● SUPPLIED INFORMATION:
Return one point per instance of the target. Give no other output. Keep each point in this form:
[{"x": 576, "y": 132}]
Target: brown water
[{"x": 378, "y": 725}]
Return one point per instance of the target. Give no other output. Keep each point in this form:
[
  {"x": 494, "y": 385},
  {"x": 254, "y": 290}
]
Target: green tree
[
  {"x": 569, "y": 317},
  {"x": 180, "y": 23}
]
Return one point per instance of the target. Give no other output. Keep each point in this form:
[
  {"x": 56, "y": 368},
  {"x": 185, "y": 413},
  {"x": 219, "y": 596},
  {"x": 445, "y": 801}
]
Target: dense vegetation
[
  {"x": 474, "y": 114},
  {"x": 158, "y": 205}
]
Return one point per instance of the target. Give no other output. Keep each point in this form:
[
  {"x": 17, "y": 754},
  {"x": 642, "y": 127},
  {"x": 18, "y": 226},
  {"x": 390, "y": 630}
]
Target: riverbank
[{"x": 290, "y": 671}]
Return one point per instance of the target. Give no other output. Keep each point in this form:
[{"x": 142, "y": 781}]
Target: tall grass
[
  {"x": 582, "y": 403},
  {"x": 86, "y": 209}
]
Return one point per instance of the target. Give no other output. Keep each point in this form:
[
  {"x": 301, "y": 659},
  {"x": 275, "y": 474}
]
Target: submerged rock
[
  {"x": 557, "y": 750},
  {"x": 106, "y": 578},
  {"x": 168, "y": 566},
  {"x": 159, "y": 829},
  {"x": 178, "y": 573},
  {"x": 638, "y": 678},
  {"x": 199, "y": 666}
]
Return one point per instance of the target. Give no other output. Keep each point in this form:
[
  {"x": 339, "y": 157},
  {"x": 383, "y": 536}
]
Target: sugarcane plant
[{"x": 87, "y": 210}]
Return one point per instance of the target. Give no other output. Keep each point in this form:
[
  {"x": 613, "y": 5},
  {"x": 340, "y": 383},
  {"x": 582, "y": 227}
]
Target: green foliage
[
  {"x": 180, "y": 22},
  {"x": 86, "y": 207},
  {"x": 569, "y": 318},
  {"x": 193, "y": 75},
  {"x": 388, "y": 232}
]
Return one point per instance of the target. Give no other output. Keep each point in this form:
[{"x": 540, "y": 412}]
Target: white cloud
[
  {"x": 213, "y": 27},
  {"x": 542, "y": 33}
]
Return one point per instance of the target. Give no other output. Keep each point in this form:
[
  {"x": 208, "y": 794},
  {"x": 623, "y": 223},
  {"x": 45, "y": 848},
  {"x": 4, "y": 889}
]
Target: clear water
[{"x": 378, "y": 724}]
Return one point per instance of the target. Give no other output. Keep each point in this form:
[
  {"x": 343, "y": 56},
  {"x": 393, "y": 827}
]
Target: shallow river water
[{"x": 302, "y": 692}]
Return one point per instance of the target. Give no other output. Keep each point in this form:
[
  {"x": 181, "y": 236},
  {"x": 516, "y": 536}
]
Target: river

● TASK DESCRIPTION: Output all of the entries without altering a single word.

● RESPONSE TO THIS EXERCISE:
Return one point per instance of the target. Give no other output. Keep each point in this form:
[{"x": 576, "y": 132}]
Target: brown water
[{"x": 378, "y": 725}]
Return one point per instance of the target. Give no other output. Keep each point in this form:
[
  {"x": 494, "y": 385},
  {"x": 254, "y": 290}
]
Target: green tree
[
  {"x": 569, "y": 317},
  {"x": 180, "y": 23}
]
Return one point per instance of the target. Give no other output. Keep each point in this form:
[
  {"x": 56, "y": 368},
  {"x": 185, "y": 413},
  {"x": 219, "y": 596},
  {"x": 445, "y": 801}
]
Target: dense vegetation
[
  {"x": 474, "y": 114},
  {"x": 158, "y": 205}
]
Return one point per instance of the target. Give no other output. Keep each point in this form:
[
  {"x": 17, "y": 754},
  {"x": 642, "y": 127},
  {"x": 18, "y": 226},
  {"x": 390, "y": 630}
]
Target: riverbank
[{"x": 290, "y": 671}]
Return one point per instance of the target. Give no other output. Keep each point in this form:
[{"x": 142, "y": 781}]
Target: tall grass
[
  {"x": 582, "y": 403},
  {"x": 86, "y": 209}
]
Return one point per instance of the target. Give no other output. Keep each point in this form:
[
  {"x": 301, "y": 659},
  {"x": 275, "y": 474}
]
Target: submerged rock
[
  {"x": 557, "y": 750},
  {"x": 106, "y": 578},
  {"x": 168, "y": 566},
  {"x": 159, "y": 829},
  {"x": 178, "y": 573},
  {"x": 638, "y": 678},
  {"x": 199, "y": 666}
]
Return one point per instance of the target. Give no other output. Keep each point in this form:
[
  {"x": 339, "y": 157},
  {"x": 383, "y": 536}
]
Target: sugarcane plant
[{"x": 87, "y": 210}]
Return one point per instance of the target. Give no other output. Keep each point in this form:
[
  {"x": 613, "y": 5},
  {"x": 340, "y": 383},
  {"x": 582, "y": 227}
]
Target: green foliage
[
  {"x": 180, "y": 22},
  {"x": 86, "y": 207},
  {"x": 569, "y": 318},
  {"x": 193, "y": 75},
  {"x": 388, "y": 232}
]
Return one point per instance of the target. Give no other output. Keep each point in this form:
[{"x": 540, "y": 412}]
Target: white cloud
[
  {"x": 213, "y": 27},
  {"x": 542, "y": 33}
]
Return one point per instance of the target. Give no other output. Keep each point in this form:
[
  {"x": 208, "y": 794},
  {"x": 623, "y": 223},
  {"x": 45, "y": 848},
  {"x": 4, "y": 889}
]
Target: clear water
[{"x": 378, "y": 724}]
Return one point per instance of the target. Give no other output. Keep each point in this form:
[
  {"x": 343, "y": 56},
  {"x": 393, "y": 827}
]
Target: shallow river water
[{"x": 302, "y": 692}]
Return one point per instance of the target. Give no other output. Keep each point in this form:
[
  {"x": 181, "y": 236},
  {"x": 516, "y": 536}
]
Target: river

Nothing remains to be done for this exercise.